- _Okuma Metni_

============

El Cezire kanalının geçen yıl yayınladığı bir Tariq Nafi haberi ile İsrail’in Filistin’i kontrol altında tutabilmek için kullandığı inanılmaz bilişim altyapısından haberim oldu. Uluslararası Af Örgütü konu hakkında sonrasında birçok açıklama yayınladı ve Şubat ayında The Guardian dahil pek çok medya kuruluşu da kendi bulgularını paylaştı.
Artık iyice dozunu artırmış tek taraflı şiddet yüzünden bölge hakkında politika ve savaş haricinde başka konuları konuşabilmek imkânsız hale geldi. Ama bu teknolojik altyapı her ikisini de yatayda desteklediği ve işlerin bu noktaya gelmesinde önemli bir rolü olduğu için yazmak istedim.
İlk adım: Fişleme
Bu bölgede fişleme İngilizlerin işgale hazırlık döneminde başlıyor. Osmanlının bölgedeki yöneticilerini, toplumların önemli figürlerini ve din insanlarını fişleyen dosyalar yıllar sonra İsrail’in bölgeyi kontrol edebilmesi için de önemli bir ilham kaynağı olmuş.
Arşivlerden anlıyoruz ki İngilizler köy köy başta din görevlileri olmak üzere önemli sayılan hemen herkesi İngilizlere bakışlarına göre, para ile satın alınıp alınamayacaklarına göre, kısaca nasıl kullanabileceklerine ya da nasıl baskı yapabileceklerine göre çok detaylı şekilde kâğıda dökmüşler.
İsrail de aynı sistemi modern teknoloji ile sürdürüyor. Halbuki çok iyi bilmeleri gerekirdi ki soykırıma giden ilk adım fişlemedir. Toplumundaki bir azınlığı başarılı şekilde fişleyebilirseniz onlar üzerinde istediğiniz gibi baskı kurabilirsiniz.
İkinci adım: Oyunlaştırma
Peki, İsrail devleti milyonlarca kişiyi nasıl fişlemeyi başarıyor?
Bir noktaya kadar bunu başarmak için sokak kameralarından destek alıyorlar. Çünkü artık yüz tanımlama yapabilen alt yapıya sahip kamera sistemleri tüm dünyada kullanılıyor. Dünyanın geri kalanında sokak kameraları ile ülkelerin vatandaşları arasında düşük yoğunluklu savaşlar sürüyor. İngiltere’de polis kameralarını boyuyorlar ve kesiyorlar. Filistinde ise halkın böyle bir eyleme girmesi mümkün olmuyor.
Ama fişlemenin esas yapıldığı platform asker, polis ve diğer devlet görevlileri ve hatta bazı yerlerde yerleşimci İsrail vatandaşlarının kullandığı mobil cihazlar ve Wolf Pack (Kurt Sürüsü) yazılımı. Wolf Pack aslında çok büyük bir veri tabanı. Kırmızı, mavi ve beyaz versiyonları var.

============

- _Mevcut Veriler_
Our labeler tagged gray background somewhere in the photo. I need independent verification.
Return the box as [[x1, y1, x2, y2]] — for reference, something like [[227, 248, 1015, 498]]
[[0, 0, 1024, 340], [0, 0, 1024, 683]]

============

- _Sorular ve Görevler_
a) İsrail'in fişleme altyapısını anlatan metne göre şu soruları yanıtlayın:
(i) Yazarın bu altyapıdan haberdar olmasını sağlayan Tariq Nafi haberini hangi kanal yayınlamış?
(ii) Bölgede fişleme kimlerin hangi döneminde başlamış?
(iii) Wolf Pack veri tabanının hangi versiyonları var?
b) İsrail'in fişleme altyapısını anlatan metni kaldığı yerden devam ettirin.
Görevleri yapmak için verilere ihtiyaç yoktur.

- _Görevlerin Yanıtları_
a)
(i) El Cezire kanalı.
(ii) İngilizlerin işgale hazırlık döneminde.
(iii) Kırmızı, mavi ve beyaz versiyonları.

b)
Red Wolf (Kırmızı Kurt) askerler tarafından kalıcı kontrol noktalarında biyometrik verileri toplamak için kullanılıyor.
Blue Wolf (Mavi Kurt) sahadaki asker ve polisler tarafından kullanılan bir yüz tanıma sistemi.
White Wolf (Beyaz Kurt) da yerleşimciler için.
Ve normalleştirme
Filistinli işçiler ya da komşuları hakkında her türlü bilgiye ulaşabiliyorlar. Herhangi bir Filistinli kontrol noktalarında durdurulduğunda, ya da bir eve baskına gidildiğinde fotoğrafı çekiliyor ve sisteme giriliyor. Ayrıca diyelim ki bir çocuk askerlere vurmaya çalıştı, bu da not olarak giriliyor, böyle o çocuk büyüdüğünde de asabiyetini onun ile karşılaşan tüm İsrail yetkilileri biliyor.
Askerler daha çok kişinin fotoğrafı ve bilgilerini girmeleri için birbirileri yarıştırılıyor ve çeşitli ödüller veriliyor. Bu sayede her gün binlerce Filistin’in kişisel bilgileri Wolf Pack’e akıyor.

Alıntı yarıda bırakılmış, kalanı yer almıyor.